**INSTRUCTIONS FOR THE TASK**
Report each line of the material below that contains the string "blurred", copying every such line in full. Case must match.

— Begin DATA SHOWN —

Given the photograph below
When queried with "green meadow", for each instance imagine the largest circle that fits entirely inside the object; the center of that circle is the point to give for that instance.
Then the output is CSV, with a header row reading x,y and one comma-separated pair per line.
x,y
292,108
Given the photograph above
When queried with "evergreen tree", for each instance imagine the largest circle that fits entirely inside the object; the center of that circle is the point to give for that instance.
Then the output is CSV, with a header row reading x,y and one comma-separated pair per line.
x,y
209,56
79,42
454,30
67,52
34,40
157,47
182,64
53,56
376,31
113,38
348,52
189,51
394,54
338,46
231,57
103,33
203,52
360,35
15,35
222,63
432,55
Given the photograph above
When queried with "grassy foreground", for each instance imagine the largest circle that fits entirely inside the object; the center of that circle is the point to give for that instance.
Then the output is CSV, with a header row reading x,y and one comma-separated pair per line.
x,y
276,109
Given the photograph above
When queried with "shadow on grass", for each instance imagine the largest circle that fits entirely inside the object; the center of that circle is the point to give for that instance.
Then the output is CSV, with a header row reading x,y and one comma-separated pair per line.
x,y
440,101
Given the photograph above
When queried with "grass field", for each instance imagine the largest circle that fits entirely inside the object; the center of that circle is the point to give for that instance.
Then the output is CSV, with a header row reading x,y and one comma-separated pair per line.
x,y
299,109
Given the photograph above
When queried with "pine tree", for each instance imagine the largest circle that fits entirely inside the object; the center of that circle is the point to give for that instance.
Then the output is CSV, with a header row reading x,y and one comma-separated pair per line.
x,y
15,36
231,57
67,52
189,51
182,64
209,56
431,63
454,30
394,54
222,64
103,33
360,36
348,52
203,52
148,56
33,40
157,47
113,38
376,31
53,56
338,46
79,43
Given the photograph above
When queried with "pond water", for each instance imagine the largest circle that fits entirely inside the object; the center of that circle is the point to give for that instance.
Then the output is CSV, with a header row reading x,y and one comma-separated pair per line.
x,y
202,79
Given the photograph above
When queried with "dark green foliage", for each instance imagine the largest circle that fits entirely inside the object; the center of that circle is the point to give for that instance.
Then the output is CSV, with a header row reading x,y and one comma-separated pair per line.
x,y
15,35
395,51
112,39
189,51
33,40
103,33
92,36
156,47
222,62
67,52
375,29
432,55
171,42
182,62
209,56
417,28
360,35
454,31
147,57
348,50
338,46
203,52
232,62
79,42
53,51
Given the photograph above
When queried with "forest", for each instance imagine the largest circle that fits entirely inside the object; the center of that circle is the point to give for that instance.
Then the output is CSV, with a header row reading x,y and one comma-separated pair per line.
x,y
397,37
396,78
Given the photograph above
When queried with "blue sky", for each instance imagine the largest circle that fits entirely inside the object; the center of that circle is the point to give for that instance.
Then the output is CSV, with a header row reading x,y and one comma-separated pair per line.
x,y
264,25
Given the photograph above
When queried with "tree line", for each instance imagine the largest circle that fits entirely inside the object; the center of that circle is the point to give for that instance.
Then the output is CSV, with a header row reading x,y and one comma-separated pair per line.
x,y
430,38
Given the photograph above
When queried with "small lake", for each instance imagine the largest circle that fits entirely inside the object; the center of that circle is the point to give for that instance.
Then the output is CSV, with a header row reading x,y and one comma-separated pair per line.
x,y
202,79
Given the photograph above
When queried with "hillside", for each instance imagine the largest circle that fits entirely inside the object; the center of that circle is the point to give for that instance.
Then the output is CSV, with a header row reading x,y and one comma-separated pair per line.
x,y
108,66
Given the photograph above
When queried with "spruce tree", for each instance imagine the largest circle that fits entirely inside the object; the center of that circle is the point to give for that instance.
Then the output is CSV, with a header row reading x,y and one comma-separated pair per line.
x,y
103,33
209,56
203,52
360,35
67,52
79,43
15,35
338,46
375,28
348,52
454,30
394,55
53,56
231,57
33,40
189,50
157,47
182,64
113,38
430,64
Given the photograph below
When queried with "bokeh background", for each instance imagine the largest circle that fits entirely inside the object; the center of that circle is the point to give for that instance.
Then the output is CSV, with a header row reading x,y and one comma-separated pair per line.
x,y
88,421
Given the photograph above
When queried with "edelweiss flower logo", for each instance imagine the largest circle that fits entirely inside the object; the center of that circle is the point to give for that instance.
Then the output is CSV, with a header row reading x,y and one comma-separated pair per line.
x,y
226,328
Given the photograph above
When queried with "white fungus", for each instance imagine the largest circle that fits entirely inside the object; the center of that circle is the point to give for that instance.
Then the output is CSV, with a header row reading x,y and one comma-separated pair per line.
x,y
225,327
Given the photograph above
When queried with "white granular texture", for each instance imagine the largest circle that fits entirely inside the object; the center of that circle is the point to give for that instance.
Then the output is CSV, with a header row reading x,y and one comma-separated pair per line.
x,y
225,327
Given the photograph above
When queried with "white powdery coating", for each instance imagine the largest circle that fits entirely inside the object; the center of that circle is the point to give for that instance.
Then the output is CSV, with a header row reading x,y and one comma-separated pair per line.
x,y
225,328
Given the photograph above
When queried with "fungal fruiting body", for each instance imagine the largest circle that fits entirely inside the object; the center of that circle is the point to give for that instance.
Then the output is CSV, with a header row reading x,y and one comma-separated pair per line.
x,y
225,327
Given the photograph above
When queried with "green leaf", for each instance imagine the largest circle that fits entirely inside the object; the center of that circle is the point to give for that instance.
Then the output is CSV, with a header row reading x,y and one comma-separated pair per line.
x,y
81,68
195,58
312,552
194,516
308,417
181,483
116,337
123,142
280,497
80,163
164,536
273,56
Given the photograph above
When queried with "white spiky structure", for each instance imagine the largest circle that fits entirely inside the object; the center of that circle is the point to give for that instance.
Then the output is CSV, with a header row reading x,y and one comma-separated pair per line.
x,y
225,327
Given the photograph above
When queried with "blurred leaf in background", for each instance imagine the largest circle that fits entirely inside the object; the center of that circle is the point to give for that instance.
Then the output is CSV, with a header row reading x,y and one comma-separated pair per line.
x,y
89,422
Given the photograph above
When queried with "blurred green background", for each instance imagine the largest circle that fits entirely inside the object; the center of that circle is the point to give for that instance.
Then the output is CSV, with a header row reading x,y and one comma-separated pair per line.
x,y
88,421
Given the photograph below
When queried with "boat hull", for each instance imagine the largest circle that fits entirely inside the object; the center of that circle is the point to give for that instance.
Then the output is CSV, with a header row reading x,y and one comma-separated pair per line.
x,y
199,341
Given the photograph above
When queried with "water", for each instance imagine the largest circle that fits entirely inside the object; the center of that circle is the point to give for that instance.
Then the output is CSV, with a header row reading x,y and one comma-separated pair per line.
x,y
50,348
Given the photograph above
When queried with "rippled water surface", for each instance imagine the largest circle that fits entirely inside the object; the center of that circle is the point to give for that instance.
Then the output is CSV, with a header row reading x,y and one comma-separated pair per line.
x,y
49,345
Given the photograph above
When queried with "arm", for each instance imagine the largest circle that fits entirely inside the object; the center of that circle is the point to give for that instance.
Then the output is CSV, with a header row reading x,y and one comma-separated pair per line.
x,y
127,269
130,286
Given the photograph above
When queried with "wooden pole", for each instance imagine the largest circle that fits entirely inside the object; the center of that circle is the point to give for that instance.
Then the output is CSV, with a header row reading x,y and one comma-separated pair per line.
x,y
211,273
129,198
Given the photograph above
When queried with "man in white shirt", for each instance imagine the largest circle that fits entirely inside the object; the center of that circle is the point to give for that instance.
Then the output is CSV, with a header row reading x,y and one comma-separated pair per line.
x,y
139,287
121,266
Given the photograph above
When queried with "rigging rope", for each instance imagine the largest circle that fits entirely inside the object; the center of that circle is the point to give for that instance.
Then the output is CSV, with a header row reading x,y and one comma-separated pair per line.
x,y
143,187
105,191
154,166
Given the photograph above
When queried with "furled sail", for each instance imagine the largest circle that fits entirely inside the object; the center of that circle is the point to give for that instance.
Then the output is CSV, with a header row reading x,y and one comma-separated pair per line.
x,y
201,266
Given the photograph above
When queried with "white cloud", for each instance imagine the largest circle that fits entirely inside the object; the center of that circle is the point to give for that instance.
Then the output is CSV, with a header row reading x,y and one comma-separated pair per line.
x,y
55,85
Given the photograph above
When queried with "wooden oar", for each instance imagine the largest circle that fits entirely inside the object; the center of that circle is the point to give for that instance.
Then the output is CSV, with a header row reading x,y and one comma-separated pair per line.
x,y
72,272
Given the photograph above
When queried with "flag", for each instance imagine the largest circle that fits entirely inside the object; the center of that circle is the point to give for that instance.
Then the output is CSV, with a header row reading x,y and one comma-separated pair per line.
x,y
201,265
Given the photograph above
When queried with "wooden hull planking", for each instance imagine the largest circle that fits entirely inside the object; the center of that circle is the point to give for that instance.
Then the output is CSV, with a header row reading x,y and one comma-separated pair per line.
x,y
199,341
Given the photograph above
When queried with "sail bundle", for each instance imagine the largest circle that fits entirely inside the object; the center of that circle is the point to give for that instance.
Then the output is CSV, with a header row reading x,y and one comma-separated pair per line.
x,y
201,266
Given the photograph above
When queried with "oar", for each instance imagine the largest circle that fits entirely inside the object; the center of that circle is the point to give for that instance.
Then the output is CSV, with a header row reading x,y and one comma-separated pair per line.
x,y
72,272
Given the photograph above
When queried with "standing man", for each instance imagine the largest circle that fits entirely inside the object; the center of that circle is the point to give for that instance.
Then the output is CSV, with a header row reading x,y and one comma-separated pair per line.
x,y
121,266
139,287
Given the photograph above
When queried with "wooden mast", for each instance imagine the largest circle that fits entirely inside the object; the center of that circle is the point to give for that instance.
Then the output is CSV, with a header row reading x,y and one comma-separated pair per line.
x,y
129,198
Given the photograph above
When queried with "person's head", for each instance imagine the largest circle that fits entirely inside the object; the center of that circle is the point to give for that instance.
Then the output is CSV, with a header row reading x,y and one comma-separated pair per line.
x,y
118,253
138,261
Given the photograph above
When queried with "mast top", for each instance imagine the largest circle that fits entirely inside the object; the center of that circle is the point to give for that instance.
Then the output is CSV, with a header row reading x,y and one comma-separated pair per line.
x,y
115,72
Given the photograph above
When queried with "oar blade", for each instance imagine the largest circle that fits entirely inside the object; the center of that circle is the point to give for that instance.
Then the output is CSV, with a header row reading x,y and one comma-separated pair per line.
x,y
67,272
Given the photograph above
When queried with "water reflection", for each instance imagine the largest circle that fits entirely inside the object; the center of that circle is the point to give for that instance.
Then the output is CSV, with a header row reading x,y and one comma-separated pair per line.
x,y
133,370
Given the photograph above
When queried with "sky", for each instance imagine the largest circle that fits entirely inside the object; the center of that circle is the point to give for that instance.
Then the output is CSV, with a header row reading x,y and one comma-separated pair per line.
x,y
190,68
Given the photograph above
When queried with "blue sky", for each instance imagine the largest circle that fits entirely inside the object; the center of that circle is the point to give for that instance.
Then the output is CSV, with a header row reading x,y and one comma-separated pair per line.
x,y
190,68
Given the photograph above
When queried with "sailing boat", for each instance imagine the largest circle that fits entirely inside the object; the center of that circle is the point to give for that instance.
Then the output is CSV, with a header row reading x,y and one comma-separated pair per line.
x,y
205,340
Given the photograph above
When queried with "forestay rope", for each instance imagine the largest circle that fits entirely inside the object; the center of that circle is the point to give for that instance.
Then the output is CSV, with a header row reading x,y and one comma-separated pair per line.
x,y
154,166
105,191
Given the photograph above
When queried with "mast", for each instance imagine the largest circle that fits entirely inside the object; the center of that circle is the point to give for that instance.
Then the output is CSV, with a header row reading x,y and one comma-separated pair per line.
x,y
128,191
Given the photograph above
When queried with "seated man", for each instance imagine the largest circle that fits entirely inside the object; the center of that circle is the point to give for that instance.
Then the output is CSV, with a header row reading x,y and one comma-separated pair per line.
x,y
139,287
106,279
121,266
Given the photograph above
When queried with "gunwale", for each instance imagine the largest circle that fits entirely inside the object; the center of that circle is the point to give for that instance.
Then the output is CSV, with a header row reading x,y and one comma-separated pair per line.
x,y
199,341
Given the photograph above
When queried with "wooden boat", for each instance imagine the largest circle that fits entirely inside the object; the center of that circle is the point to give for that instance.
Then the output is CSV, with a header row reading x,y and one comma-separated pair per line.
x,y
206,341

— End DATA SHOWN —

**WRITTEN RESPONSE**
When queried with "blurred leaf in background", for each instance imagine the largest circle that fits entirely inside the object; the center of that circle is the point to give for that instance.
When queried with "blurred green background", for each instance imagine the largest circle that fits entirely inside the object; the center of that circle is the point to give for that instance.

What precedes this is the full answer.